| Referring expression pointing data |
.....

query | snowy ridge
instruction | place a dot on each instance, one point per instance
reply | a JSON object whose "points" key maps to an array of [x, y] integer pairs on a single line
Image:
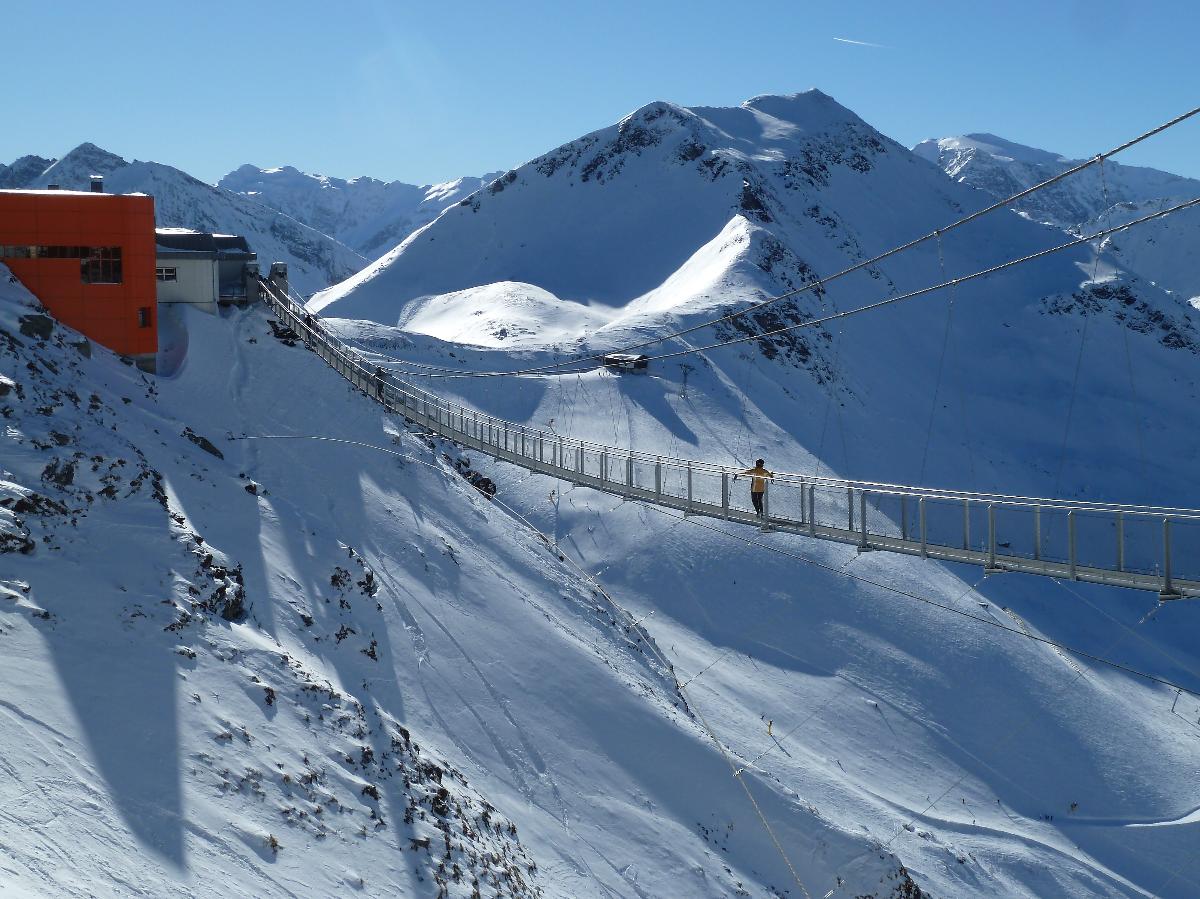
{"points": [[366, 214], [976, 388], [323, 671], [315, 259], [893, 747], [1087, 202]]}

.....

| Assigned task |
Take the records above from the line with "instruction | place" down to their last line and please copy those lines exactly, without the pictures.

| Result of this task |
instruction | place a dot on each instance, one point per instance
reply | a JSON object whose "points" key maps to an array of [x, y] integer pairs on a single line
Image:
{"points": [[366, 214], [976, 388], [323, 671], [315, 259], [893, 747], [1087, 202]]}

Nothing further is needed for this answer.